MATERIALS PROVIDED:
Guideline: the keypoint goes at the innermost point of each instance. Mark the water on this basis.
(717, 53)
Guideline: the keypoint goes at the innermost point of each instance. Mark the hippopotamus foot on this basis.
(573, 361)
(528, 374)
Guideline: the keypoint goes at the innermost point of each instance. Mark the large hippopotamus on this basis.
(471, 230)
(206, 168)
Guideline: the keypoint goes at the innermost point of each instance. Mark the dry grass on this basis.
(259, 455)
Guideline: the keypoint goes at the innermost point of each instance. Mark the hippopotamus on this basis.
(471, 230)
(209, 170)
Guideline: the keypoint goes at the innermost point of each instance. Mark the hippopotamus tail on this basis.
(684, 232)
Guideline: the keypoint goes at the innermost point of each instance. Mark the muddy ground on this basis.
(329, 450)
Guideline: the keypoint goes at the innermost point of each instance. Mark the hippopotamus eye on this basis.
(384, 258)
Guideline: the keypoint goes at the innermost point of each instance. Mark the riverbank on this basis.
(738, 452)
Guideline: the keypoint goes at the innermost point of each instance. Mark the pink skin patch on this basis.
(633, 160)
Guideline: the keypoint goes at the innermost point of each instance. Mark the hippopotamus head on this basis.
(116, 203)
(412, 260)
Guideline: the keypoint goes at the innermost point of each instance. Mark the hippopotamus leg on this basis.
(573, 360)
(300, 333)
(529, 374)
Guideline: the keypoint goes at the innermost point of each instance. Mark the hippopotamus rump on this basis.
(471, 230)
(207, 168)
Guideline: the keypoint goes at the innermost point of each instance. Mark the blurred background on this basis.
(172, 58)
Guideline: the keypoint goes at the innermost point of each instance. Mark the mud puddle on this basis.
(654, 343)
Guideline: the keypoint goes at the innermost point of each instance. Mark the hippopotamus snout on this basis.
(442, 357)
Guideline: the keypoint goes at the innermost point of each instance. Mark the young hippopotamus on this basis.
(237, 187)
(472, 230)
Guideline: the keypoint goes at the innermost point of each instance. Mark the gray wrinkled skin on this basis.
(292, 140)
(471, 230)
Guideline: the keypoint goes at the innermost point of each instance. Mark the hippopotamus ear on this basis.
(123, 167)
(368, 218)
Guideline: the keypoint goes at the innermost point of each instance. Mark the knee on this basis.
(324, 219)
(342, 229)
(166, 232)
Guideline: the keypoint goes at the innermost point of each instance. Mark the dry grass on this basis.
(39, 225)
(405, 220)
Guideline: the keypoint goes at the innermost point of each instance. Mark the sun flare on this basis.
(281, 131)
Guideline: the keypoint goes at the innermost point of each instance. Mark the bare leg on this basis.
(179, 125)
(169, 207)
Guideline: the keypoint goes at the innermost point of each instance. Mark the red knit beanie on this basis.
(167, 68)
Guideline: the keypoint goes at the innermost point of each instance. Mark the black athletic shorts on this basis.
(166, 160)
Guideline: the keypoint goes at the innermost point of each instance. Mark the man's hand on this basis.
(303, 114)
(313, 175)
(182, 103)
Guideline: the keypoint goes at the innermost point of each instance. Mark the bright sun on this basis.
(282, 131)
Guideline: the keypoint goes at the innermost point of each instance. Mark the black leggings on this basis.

STATED TASK: Would you copy out each line exactly as written?

CORRECT OUTPUT:
Guideline: the keypoint goes at the innermost point of each instance. Mark the water on this basis.
(717, 53)
Guideline: the keypoint goes at the innermost point of each instance. Mark the hippopotamus foot on this basis.
(573, 361)
(528, 374)
Guideline: the keypoint goes at the innermost point of each instance. Mark the large hippopotamus on this basis.
(471, 230)
(206, 168)
Guideline: the keypoint goes at the innermost point of each instance. Mark the dry grass on this basis.
(259, 455)
Guideline: the keypoint goes at the innermost point of each instance. Mark the hippopotamus on this basis.
(471, 230)
(209, 170)
Guideline: the keypoint goes at the innermost point of each instance. Mark the hippopotamus tail on this basis.
(684, 232)
Guideline: the keypoint goes at the innermost point of each instance. Mark the muddy ground on this basis.
(329, 450)
Guideline: the keypoint goes at the innermost point of each instance. Mark the hippopotamus eye on this basis.
(384, 258)
Guideline: the keypoint goes at the innermost point of each instance. Mark the riverbank on this basis.
(738, 452)
Guideline: the keypoint goes at the innermost point of each instance. Mark the pink skin patch on this basis.
(633, 160)
Guideline: the keypoint goes at the innermost point of each instance. Mark the hippopotamus head on this basis.
(116, 203)
(412, 260)
Guideline: the keypoint goes at the innermost point of each instance. Mark the hippopotamus leg on this basis.
(573, 360)
(300, 333)
(529, 374)
Guideline: the keypoint goes at the innermost point of each instance. Mark the hippopotamus rump on this basis.
(471, 230)
(207, 168)
Guideline: the keypoint goes at the innermost point of each instance. Mark the blurred background on this basis.
(172, 58)
Guideline: the keypoint goes at the innermost point of each instance. Mark the mud puddle on this basis.
(654, 343)
Guideline: the keypoint goes at the innermost point of each instance. Mark the hippopotamus snout on this basis.
(442, 357)
Guideline: the keypoint goes at the innermost point of each instance. Mark the young hippopotamus on this basis.
(237, 187)
(472, 230)
Guideline: the keypoint goes at the innermost point of each instance. Mark the gray wrinkled skin on this basis.
(292, 140)
(471, 230)
Guideline: the keypoint goes at the innermost point of each instance. Mark the hippopotamus ear on this basis.
(123, 167)
(368, 218)
Guideline: the keypoint goes at the innermost point of each instance. Mark the knee on this basis.
(324, 219)
(342, 229)
(166, 232)
Guideline: the keypoint goes at the innermost point of each instance. Mark the dry grass on this basis.
(39, 225)
(405, 220)
Guideline: the keypoint goes at the innermost point of each instance. Mark the sun flare on this basis.
(281, 131)
Guideline: the keypoint goes at the innermost point of each instance. Mark the bare leg on this basis.
(179, 125)
(169, 207)
Guideline: the keypoint goes at the innermost point of each instance. Mark the red knit beanie on this basis.
(167, 68)
Guideline: the keypoint goes at the innermost point of each instance. Mark the black athletic shorts on this basis.
(166, 160)
Guideline: the keypoint goes at the innermost point of each instance. Mark the man's hand on this basis.
(303, 114)
(313, 175)
(182, 103)
Guideline: the keypoint goes at the innermost point of each instance. Mark the bright sun on this basis.
(282, 131)
Guideline: the keypoint goes at the innermost point of each instance. Mark the black leggings on this basis.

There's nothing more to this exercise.